Copy every entry precisely.

Stored items:
____________________
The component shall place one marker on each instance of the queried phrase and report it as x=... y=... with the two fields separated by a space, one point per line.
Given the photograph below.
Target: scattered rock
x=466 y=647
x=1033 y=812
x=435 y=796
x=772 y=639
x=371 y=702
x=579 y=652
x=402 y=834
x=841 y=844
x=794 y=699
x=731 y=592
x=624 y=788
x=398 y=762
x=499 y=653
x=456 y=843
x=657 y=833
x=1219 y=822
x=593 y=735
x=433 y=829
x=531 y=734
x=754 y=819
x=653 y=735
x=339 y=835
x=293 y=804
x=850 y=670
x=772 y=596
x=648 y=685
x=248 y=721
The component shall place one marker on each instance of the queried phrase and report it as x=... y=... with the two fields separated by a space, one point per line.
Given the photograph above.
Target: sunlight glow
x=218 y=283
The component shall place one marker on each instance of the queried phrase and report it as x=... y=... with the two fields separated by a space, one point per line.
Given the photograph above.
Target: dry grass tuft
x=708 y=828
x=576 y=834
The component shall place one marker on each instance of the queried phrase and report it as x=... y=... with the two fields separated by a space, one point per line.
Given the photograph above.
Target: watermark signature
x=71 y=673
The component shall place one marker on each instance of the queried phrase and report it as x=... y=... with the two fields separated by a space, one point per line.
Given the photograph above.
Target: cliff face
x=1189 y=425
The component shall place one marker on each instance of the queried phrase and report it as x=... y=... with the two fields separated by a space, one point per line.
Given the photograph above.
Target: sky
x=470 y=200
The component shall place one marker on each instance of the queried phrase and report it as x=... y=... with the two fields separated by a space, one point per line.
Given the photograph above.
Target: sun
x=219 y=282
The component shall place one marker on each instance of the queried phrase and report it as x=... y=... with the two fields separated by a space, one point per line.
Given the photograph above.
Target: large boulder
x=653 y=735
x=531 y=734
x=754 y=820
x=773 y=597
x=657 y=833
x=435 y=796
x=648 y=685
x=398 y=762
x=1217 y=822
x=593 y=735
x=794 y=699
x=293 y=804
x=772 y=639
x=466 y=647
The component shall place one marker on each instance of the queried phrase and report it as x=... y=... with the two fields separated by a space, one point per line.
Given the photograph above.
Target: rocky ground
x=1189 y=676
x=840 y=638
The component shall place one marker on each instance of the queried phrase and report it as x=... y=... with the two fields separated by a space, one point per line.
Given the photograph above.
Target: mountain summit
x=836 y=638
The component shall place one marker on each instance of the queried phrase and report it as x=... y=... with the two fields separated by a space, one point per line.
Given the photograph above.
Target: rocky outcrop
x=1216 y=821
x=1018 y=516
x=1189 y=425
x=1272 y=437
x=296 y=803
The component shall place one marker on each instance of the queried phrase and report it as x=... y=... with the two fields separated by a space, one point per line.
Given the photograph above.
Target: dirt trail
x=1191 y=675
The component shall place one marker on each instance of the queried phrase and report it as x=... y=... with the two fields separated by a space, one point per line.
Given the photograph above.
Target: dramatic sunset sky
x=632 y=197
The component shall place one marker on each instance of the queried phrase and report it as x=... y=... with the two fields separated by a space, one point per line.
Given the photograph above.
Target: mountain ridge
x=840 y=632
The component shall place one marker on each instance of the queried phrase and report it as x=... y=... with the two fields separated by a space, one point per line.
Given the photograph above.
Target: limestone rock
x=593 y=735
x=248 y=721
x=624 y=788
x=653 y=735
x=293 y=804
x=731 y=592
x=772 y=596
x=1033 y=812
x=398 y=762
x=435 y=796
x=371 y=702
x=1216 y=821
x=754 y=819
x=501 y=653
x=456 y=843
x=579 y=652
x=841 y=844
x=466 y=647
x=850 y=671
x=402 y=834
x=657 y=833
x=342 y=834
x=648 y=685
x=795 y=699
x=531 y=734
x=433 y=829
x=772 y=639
____________________
_Solution for this exercise_.
The component shall place one marker on each instance of the queried phrase and report it as x=... y=... with the two fields separated by a space, one point per line.
Given the photograph below.
Target: scattered rock
x=466 y=647
x=1033 y=812
x=435 y=796
x=772 y=639
x=371 y=702
x=579 y=652
x=402 y=834
x=841 y=844
x=794 y=699
x=731 y=592
x=624 y=788
x=398 y=762
x=499 y=653
x=456 y=843
x=657 y=833
x=1219 y=822
x=593 y=735
x=433 y=829
x=531 y=734
x=754 y=819
x=653 y=735
x=339 y=835
x=293 y=804
x=850 y=670
x=772 y=596
x=648 y=685
x=248 y=721
The component shall place one marker on each instance of the queried phrase and report it as x=... y=... with the two fields separated by a space, one point per line.
Given the photograph above.
Target: sunlight glow
x=218 y=283
The component shall place one marker on each instance of the queried phrase and report it as x=... y=... with the two fields separated by a space, one point per line.
Given the photograph above.
Target: dry grass tuft
x=708 y=828
x=576 y=834
The component shall place one marker on each instance of the queried phrase and report it as x=... y=... with the two fields separated by a space, one point per line.
Given the photograph above.
Target: watermark signature
x=71 y=673
The component shall place one marker on each instance of the queried phrase and report it as x=... y=... with the two fields separated by a space, one point per line.
Given the photograph above.
Target: cliff face
x=1189 y=425
The component shall place one marker on each instance of the queried phrase and report it as x=... y=... with the two fields separated by a space, one point per line.
Given the photograph above.
Target: sky
x=470 y=200
The component shall place one marker on each instance of the queried phrase and report it as x=... y=... with the two fields separated by a space, one point per line.
Given the photograph above.
Target: sun
x=219 y=282
The component shall place one marker on each instance of the queried phrase and report it as x=... y=... with the two fields separated by a space, one point per line.
Given the photograph above.
Target: large boulder
x=653 y=735
x=531 y=734
x=754 y=820
x=773 y=597
x=657 y=833
x=435 y=796
x=648 y=685
x=398 y=762
x=1217 y=822
x=593 y=735
x=794 y=699
x=293 y=804
x=772 y=639
x=466 y=647
The component shall place one marker on each instance of the queried phrase and report it as x=... y=... with the two fields separated by a space, one point per line.
Given the photograph above.
Target: rocky ground
x=1189 y=676
x=840 y=638
The component shall place one marker on each instance of the queried phrase and report it as x=... y=... with the two fields separated by a space, one point per line.
Given the photograph above.
Target: mountain summit
x=836 y=638
The component shall place one marker on each instance of the queried phrase and report it as x=... y=... with the two fields separated by a space, one point per line.
Given the photograph above.
Target: rocky outcrop
x=1216 y=821
x=1018 y=516
x=1189 y=425
x=1272 y=437
x=296 y=803
The component shall place one marker on each instance of the queried phrase and report it as x=... y=... with the two fields separated by a space, one point per line.
Given the photograph above.
Target: dirt trail
x=1191 y=675
The component shall place one marker on each instance of the queried phrase and report it as x=... y=... with the two fields separated by a space, one point per line.
Given the photograph above.
Target: dramatic sunset sky
x=632 y=197
The component shall place one marker on each instance of the queried phrase and report it as x=... y=... with the two fields separated by a space, one point per line.
Given the photograph above.
Target: mountain ridge
x=840 y=632
The component shall place one marker on each instance of the queried phrase and report it as x=... y=... with the two fields separated by a space, one point per line.
Given the photograph above.
Target: limestone rock
x=593 y=735
x=248 y=721
x=624 y=788
x=653 y=735
x=293 y=804
x=731 y=592
x=772 y=596
x=1033 y=812
x=398 y=762
x=435 y=796
x=371 y=702
x=1216 y=821
x=754 y=819
x=501 y=653
x=456 y=843
x=579 y=652
x=841 y=844
x=466 y=647
x=850 y=671
x=402 y=834
x=657 y=833
x=342 y=834
x=648 y=685
x=795 y=699
x=531 y=734
x=433 y=829
x=772 y=639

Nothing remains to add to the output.